→ What is required: According to the walking diary, how much did the enormous supper cost per person?

→ Source text:
* * *

View from the top - and yet we still have "more up" to go
in the next days, these are only the foothills
The walk was much easier and my feet we glad of "my old friends" but even so, going down and down and yet more down after so much up, is very tiring on the legs!  The muscles scream and it is in so many ways more tiring than going up.  Of all the hill and mountain walking I did over this day and the next three, down was always the part I dreaded most!

Part way down the hill, the dogs were running and playing and boosted my spirits, we met a huge herd of goats.  Big ones too.  I have not been used to these locally where we have small little goats.  I put the dogs on leashes and listened to the goats as they jangled with their bells off through the trees.  A short while later a man in a truck pulled up with his small dog barking and growling at us.  He was pleasant and smiled but was concerned that the dogs would bite his goats.  I assured him that they were very good with all animals and that we lived on a farm.  I kind of wanted to point out that they were on leashes too - but refrained!  After all, he was not being unpleasant, just concerned for his herd and he let us on our way.

Kaishi and Akina enjoying their time together
as we head down to Valdeiglesias
The last part into town is all tar and this really made my feet sing - I didn't want to put them down on the ground too hard.  Finally we emerged next to the hermitage where the car was parked and we were done for the day.  Michael had tracked down the hostal and we were able to pull up outside and order an ice cold beer.  The best of the trip so far - and all because it was the best deserved of course!  It was hot and with the beer hitting me I was ready for a sleep.  The guy at the bar, a young man and so they are usually more friendly, was "Mr Cheerful" (not) but stamped my credential and showed me the room.  As usual, very, very clean but at this time of the year - without heating.  It's chilly enough to need it sometimes but often it is not on.  In some of the hostals I added my sleeping bag to the bed covers, but most provided thick extra blankets.  The water, fortunately on this trip (unlike the last) was always piping hot and very welcome on the tired muscles.

I followed my usual routine - hot shower followed by my physio stretches in warm comfortable clothes, then into bed to sleep until supper time.  I was out for the count!  The next day we were due to drive to a start point out of town as both the proposed routes are all on tar for quite a distance.  The "alternative" route (as I said also on tar) takes you to the Toros of Guisando - well worth a visit (more about them on Day 5) and is more of an official detour.

San Martin de Valdeiglesias below us with the castle
on the right - there are arrows and scallop markers
along the wall
At supper time we wandered the town desperately trying to find a restaurant.  Everything was shut or closed down.  There seemed to be only one and although not really offering a menu del día, the kind gentleman made on for us anyway.  We were so hungry after the day's events, yet when the dishes arrived they were so enormous I struggled to get through it.  The first course was the most gigantic pasta dish and this was followed by several huge chicken breasts (very tasty and tender) with "real" chips!  I passed on dessert but had not turned down the rather delicious glass of red served in a rather elegant glass.  The whole bar was rather classy, yet the enormous meal was still only 10 Euros each.  I only wish I could remember what it was called in recommendation!  Despite the huge meal, I slept like  a log and was grateful for the alarm at 06.30.  Michael had struggled for most of the afternoon to find a quiet place to park up with the dogs so had missed out on his rest and did not sleep well through the night in the worry that his eventual parking place (back next to the hermitage) might be found out.  However, the Spanish are so relaxed about where people park up to sleep and often we see campers in all sorts of places, totally unbothered by the authorities.

* * *

→ Data listing:
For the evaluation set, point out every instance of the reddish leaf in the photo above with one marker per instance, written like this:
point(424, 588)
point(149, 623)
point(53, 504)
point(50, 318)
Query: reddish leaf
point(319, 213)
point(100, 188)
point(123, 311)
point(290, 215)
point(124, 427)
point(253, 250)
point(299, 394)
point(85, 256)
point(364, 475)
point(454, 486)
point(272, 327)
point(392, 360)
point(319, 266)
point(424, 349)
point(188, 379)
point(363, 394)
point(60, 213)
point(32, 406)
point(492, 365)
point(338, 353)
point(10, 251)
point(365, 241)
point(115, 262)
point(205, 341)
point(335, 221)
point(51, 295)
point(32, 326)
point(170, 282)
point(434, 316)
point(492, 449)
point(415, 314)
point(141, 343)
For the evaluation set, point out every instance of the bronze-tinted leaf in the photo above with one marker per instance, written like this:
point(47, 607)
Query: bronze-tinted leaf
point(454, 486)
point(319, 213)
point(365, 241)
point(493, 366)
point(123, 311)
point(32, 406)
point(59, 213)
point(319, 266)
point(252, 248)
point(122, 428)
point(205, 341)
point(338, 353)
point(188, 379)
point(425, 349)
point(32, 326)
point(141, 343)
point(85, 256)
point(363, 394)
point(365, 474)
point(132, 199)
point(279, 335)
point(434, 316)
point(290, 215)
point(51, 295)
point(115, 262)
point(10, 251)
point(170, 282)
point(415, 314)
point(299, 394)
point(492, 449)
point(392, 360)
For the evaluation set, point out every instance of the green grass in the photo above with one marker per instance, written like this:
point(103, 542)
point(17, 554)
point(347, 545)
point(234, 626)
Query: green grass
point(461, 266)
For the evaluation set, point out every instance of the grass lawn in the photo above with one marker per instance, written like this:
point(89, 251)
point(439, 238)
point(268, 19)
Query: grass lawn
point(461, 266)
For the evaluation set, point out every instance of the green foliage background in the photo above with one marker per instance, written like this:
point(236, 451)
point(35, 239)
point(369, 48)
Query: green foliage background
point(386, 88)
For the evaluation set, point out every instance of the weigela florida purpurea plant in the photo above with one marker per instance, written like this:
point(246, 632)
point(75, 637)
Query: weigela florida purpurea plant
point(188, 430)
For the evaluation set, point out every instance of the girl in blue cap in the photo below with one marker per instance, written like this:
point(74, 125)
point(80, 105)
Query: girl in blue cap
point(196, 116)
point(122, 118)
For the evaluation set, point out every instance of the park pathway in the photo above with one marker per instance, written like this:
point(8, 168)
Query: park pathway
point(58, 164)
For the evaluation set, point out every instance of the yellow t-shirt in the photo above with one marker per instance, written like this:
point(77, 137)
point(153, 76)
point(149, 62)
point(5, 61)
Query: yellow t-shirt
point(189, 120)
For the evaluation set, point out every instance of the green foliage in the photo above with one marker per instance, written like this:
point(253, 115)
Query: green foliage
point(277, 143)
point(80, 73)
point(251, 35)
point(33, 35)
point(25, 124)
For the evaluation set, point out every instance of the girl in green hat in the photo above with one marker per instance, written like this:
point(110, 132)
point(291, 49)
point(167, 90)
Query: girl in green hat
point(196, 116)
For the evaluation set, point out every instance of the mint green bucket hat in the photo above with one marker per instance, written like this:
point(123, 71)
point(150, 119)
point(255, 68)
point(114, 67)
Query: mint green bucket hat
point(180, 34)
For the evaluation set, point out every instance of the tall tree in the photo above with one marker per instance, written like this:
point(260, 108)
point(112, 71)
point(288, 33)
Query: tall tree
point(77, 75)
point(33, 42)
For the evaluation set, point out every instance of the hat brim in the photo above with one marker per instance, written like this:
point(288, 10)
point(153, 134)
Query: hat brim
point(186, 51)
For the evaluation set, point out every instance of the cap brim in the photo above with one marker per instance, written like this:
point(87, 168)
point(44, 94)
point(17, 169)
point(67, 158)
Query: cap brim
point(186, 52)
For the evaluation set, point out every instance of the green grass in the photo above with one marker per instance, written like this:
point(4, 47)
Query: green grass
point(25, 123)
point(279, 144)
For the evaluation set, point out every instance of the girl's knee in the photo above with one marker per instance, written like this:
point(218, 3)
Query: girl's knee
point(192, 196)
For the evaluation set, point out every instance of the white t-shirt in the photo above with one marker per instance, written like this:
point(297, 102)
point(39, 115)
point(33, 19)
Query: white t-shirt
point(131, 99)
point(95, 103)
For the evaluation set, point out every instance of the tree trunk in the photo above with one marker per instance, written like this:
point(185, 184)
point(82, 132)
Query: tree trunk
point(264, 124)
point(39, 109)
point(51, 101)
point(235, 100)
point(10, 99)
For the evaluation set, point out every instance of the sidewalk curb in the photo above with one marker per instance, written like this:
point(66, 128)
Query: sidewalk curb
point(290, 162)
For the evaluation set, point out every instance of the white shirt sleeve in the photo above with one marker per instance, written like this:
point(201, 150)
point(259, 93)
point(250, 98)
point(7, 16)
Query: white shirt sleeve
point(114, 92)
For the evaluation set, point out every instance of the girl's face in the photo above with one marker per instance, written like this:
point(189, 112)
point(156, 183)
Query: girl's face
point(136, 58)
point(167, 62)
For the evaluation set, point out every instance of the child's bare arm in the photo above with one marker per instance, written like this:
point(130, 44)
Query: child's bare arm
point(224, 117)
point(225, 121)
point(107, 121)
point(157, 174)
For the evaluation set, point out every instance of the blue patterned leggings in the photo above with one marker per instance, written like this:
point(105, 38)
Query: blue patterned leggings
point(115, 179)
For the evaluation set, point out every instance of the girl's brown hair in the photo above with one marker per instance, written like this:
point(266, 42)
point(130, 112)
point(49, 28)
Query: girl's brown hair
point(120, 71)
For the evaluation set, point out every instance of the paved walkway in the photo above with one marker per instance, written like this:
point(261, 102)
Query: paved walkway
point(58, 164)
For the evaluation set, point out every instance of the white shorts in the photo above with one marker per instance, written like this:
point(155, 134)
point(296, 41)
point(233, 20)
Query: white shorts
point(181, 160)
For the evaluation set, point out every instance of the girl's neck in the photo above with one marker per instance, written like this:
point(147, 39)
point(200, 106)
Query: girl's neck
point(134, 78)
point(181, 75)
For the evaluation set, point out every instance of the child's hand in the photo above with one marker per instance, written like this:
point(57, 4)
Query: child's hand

* * *

→ Answer: 10 Euros each.